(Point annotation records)
_ _ _

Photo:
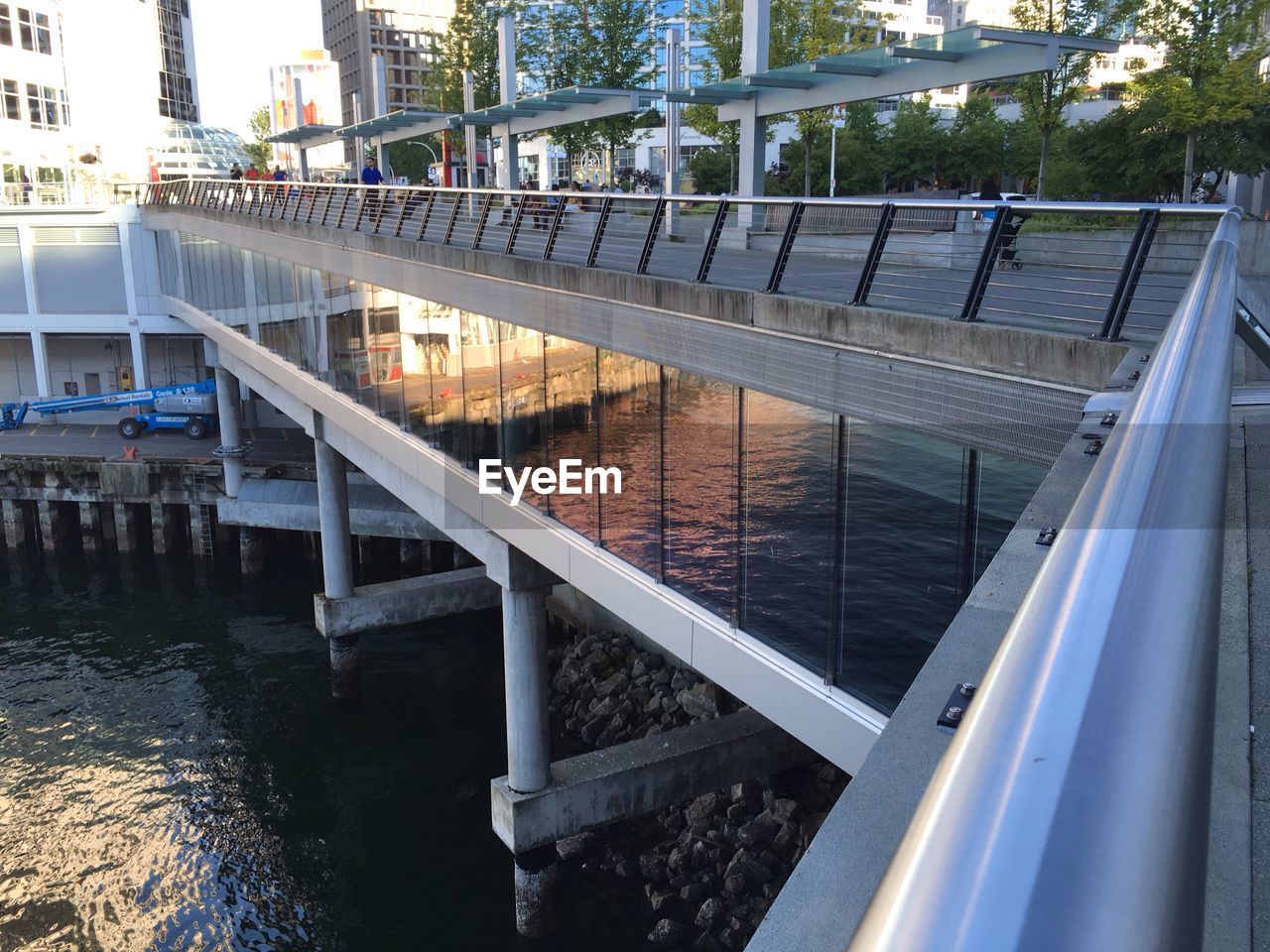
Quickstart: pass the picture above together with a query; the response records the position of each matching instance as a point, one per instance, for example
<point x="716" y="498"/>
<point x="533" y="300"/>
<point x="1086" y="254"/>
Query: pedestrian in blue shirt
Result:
<point x="371" y="176"/>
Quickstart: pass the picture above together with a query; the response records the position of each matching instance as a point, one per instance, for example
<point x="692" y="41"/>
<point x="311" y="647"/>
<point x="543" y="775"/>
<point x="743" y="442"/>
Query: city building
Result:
<point x="317" y="80"/>
<point x="403" y="32"/>
<point x="67" y="134"/>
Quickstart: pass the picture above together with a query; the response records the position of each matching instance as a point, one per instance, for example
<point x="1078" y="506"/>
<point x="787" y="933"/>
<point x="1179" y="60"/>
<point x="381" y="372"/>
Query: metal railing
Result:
<point x="1091" y="267"/>
<point x="1071" y="810"/>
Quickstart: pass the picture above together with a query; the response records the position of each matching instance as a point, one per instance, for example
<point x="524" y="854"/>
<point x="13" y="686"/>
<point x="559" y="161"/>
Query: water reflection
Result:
<point x="843" y="543"/>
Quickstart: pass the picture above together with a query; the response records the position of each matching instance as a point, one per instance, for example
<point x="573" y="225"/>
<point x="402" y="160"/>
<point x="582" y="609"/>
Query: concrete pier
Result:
<point x="14" y="524"/>
<point x="336" y="565"/>
<point x="125" y="527"/>
<point x="90" y="526"/>
<point x="50" y="520"/>
<point x="529" y="746"/>
<point x="158" y="529"/>
<point x="389" y="603"/>
<point x="411" y="557"/>
<point x="231" y="428"/>
<point x="250" y="549"/>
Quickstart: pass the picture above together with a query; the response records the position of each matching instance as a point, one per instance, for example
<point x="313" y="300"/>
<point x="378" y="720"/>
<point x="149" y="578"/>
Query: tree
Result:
<point x="711" y="172"/>
<point x="259" y="151"/>
<point x="976" y="141"/>
<point x="1044" y="95"/>
<point x="717" y="23"/>
<point x="915" y="145"/>
<point x="812" y="30"/>
<point x="1209" y="82"/>
<point x="589" y="44"/>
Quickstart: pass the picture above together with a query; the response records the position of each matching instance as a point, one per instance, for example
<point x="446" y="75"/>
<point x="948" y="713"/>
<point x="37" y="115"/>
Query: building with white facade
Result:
<point x="313" y="81"/>
<point x="68" y="126"/>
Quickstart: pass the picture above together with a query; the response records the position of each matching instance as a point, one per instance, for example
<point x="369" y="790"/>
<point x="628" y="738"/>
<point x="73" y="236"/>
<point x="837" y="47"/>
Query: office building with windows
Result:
<point x="403" y="32"/>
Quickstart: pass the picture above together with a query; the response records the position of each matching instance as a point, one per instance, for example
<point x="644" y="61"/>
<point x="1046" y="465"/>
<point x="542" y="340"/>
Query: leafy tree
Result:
<point x="1209" y="82"/>
<point x="811" y="30"/>
<point x="1044" y="95"/>
<point x="589" y="44"/>
<point x="915" y="145"/>
<point x="711" y="172"/>
<point x="717" y="23"/>
<point x="468" y="44"/>
<point x="976" y="141"/>
<point x="259" y="151"/>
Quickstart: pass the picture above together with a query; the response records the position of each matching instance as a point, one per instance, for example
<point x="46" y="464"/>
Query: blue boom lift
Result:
<point x="186" y="407"/>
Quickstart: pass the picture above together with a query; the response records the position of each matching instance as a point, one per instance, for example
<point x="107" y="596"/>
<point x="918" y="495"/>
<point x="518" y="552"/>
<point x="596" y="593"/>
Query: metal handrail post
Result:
<point x="651" y="238"/>
<point x="606" y="207"/>
<point x="707" y="253"/>
<point x="480" y="222"/>
<point x="453" y="217"/>
<point x="783" y="252"/>
<point x="1071" y="810"/>
<point x="427" y="214"/>
<point x="1130" y="272"/>
<point x="885" y="220"/>
<point x="516" y="226"/>
<point x="557" y="220"/>
<point x="983" y="270"/>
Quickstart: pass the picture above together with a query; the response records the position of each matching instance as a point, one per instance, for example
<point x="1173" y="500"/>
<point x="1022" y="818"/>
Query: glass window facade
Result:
<point x="844" y="544"/>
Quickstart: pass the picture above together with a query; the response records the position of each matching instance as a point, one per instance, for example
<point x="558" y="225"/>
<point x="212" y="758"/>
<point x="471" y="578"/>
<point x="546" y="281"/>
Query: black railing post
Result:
<point x="516" y="223"/>
<point x="427" y="214"/>
<point x="407" y="197"/>
<point x="1125" y="286"/>
<point x="783" y="252"/>
<point x="712" y="241"/>
<point x="885" y="218"/>
<point x="651" y="238"/>
<point x="606" y="207"/>
<point x="361" y="207"/>
<point x="480" y="222"/>
<point x="987" y="262"/>
<point x="453" y="217"/>
<point x="556" y="229"/>
<point x="343" y="206"/>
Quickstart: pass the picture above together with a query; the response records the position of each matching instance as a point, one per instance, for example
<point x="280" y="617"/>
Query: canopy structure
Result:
<point x="969" y="55"/>
<point x="307" y="136"/>
<point x="562" y="107"/>
<point x="397" y="126"/>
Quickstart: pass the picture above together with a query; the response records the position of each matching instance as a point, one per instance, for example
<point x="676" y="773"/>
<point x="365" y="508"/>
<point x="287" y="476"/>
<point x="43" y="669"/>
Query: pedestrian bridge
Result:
<point x="842" y="426"/>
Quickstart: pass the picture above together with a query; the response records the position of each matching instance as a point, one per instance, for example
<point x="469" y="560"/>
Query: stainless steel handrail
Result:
<point x="1198" y="211"/>
<point x="1072" y="809"/>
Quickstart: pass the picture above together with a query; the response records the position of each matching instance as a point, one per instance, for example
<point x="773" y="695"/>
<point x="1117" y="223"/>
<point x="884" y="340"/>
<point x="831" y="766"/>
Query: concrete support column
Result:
<point x="140" y="379"/>
<point x="525" y="658"/>
<point x="529" y="749"/>
<point x="49" y="521"/>
<point x="411" y="557"/>
<point x="158" y="529"/>
<point x="250" y="549"/>
<point x="230" y="416"/>
<point x="90" y="526"/>
<point x="14" y="524"/>
<point x="336" y="566"/>
<point x="40" y="356"/>
<point x="125" y="527"/>
<point x="754" y="32"/>
<point x="509" y="176"/>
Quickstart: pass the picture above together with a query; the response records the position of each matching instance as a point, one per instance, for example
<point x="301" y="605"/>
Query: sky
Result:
<point x="236" y="42"/>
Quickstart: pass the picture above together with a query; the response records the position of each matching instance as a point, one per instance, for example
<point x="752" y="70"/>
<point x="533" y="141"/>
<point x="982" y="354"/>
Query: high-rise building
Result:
<point x="67" y="123"/>
<point x="404" y="32"/>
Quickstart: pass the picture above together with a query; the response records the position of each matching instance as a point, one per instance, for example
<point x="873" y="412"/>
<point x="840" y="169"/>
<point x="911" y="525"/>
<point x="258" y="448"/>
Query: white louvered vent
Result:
<point x="84" y="235"/>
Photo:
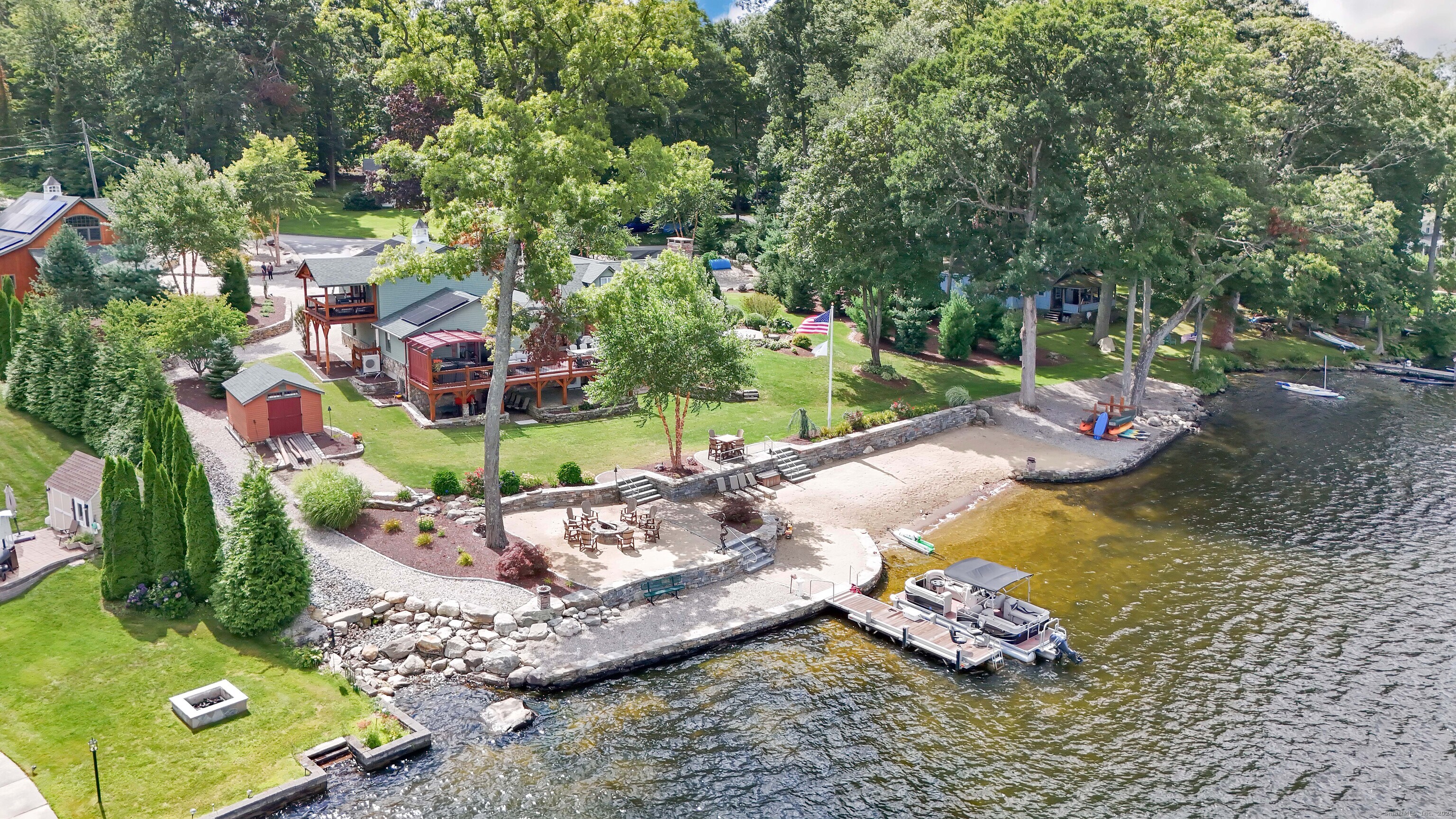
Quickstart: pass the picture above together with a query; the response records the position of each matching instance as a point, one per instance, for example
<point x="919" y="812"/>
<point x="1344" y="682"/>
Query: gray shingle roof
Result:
<point x="260" y="379"/>
<point x="340" y="272"/>
<point x="78" y="477"/>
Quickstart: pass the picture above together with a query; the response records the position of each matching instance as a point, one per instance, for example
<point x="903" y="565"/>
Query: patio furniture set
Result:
<point x="589" y="531"/>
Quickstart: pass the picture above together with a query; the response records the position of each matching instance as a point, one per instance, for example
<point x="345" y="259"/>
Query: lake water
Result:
<point x="1267" y="616"/>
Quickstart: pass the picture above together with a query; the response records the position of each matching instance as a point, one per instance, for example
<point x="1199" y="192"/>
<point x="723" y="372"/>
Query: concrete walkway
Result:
<point x="19" y="798"/>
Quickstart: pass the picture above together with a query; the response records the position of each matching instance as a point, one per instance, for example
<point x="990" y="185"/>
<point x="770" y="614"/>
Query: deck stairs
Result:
<point x="791" y="465"/>
<point x="640" y="489"/>
<point x="752" y="556"/>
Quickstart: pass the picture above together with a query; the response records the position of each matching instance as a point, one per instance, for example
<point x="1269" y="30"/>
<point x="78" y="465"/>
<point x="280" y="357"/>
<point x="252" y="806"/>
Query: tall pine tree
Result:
<point x="126" y="562"/>
<point x="264" y="579"/>
<point x="168" y="543"/>
<point x="201" y="534"/>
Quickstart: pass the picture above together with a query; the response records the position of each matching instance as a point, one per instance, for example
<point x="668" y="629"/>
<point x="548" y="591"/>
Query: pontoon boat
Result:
<point x="972" y="595"/>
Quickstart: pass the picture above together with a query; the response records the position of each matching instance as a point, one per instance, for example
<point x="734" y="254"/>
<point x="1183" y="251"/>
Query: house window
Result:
<point x="88" y="227"/>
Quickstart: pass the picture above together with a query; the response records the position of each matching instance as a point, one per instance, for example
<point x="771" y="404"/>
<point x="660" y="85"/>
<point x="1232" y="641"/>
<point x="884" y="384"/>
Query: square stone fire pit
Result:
<point x="210" y="704"/>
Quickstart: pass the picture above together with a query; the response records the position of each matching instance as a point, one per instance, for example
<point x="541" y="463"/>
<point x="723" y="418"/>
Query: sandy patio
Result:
<point x="689" y="540"/>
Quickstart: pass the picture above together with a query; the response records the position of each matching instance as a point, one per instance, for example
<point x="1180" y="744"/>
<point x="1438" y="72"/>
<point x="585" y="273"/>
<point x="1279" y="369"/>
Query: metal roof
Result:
<point x="442" y="337"/>
<point x="985" y="574"/>
<point x="402" y="323"/>
<point x="338" y="272"/>
<point x="78" y="477"/>
<point x="260" y="379"/>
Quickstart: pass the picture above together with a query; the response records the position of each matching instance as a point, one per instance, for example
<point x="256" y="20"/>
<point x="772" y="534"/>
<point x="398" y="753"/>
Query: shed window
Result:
<point x="88" y="227"/>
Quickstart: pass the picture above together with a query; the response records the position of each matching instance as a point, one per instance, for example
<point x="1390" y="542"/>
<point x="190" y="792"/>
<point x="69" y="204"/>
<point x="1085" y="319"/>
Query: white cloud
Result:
<point x="1426" y="27"/>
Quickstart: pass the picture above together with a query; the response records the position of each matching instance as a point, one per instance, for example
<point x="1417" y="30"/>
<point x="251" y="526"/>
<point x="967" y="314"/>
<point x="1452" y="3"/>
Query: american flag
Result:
<point x="816" y="324"/>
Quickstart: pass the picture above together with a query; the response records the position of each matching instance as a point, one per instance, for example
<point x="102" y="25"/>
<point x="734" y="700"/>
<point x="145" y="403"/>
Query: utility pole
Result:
<point x="89" y="164"/>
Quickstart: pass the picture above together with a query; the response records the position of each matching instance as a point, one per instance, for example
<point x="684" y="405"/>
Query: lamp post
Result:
<point x="97" y="773"/>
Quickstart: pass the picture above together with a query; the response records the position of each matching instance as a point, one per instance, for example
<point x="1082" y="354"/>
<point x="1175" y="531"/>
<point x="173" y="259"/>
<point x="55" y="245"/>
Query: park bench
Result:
<point x="662" y="586"/>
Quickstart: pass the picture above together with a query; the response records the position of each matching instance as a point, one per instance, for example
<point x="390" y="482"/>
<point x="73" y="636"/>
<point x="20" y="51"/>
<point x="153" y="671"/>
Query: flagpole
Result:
<point x="829" y="407"/>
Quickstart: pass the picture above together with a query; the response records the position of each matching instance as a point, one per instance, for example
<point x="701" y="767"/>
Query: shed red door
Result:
<point x="286" y="414"/>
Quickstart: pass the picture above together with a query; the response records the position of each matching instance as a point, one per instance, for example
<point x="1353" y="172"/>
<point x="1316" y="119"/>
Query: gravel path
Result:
<point x="344" y="572"/>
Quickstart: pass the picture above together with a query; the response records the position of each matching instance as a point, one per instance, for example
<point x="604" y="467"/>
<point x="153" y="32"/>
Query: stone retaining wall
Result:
<point x="893" y="435"/>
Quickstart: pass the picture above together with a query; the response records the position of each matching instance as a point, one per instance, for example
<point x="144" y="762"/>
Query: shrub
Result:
<point x="737" y="510"/>
<point x="359" y="200"/>
<point x="887" y="372"/>
<point x="475" y="483"/>
<point x="510" y="483"/>
<point x="520" y="562"/>
<point x="762" y="304"/>
<point x="568" y="474"/>
<point x="446" y="483"/>
<point x="329" y="496"/>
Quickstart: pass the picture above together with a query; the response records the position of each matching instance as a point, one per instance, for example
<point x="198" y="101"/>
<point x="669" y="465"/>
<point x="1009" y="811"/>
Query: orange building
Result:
<point x="33" y="219"/>
<point x="265" y="401"/>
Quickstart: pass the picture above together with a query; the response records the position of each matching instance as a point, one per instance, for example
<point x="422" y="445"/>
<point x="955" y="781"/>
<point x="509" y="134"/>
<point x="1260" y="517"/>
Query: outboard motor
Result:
<point x="1064" y="647"/>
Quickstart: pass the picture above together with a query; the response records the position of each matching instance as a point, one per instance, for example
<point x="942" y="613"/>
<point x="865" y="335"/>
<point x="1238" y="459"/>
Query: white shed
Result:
<point x="73" y="494"/>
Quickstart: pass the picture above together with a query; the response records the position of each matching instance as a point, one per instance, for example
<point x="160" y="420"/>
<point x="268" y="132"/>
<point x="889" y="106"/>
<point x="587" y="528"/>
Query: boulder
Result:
<point x="504" y="624"/>
<point x="477" y="614"/>
<point x="400" y="647"/>
<point x="501" y="662"/>
<point x="346" y="617"/>
<point x="583" y="600"/>
<point x="507" y="716"/>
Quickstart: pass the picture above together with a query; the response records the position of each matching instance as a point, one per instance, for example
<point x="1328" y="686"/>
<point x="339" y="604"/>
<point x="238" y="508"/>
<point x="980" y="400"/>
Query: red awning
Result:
<point x="428" y="342"/>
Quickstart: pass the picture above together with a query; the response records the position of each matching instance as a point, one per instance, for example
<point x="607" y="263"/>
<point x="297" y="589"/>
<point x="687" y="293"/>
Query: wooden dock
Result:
<point x="1410" y="372"/>
<point x="919" y="635"/>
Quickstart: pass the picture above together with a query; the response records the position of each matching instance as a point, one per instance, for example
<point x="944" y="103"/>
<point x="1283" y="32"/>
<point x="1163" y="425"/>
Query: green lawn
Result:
<point x="29" y="452"/>
<point x="334" y="220"/>
<point x="75" y="671"/>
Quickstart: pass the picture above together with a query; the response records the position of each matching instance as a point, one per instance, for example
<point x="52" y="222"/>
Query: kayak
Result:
<point x="913" y="541"/>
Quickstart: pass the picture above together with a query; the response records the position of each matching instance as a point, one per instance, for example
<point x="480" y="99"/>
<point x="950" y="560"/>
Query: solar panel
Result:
<point x="439" y="305"/>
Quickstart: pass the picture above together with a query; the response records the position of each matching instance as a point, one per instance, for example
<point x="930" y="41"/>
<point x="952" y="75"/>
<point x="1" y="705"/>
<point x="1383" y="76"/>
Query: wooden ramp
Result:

_ _ _

[Given exercise] Please count how many lines in the rows above contain the string "railing", matching case exactly, and reply with only the number.

[Result] 2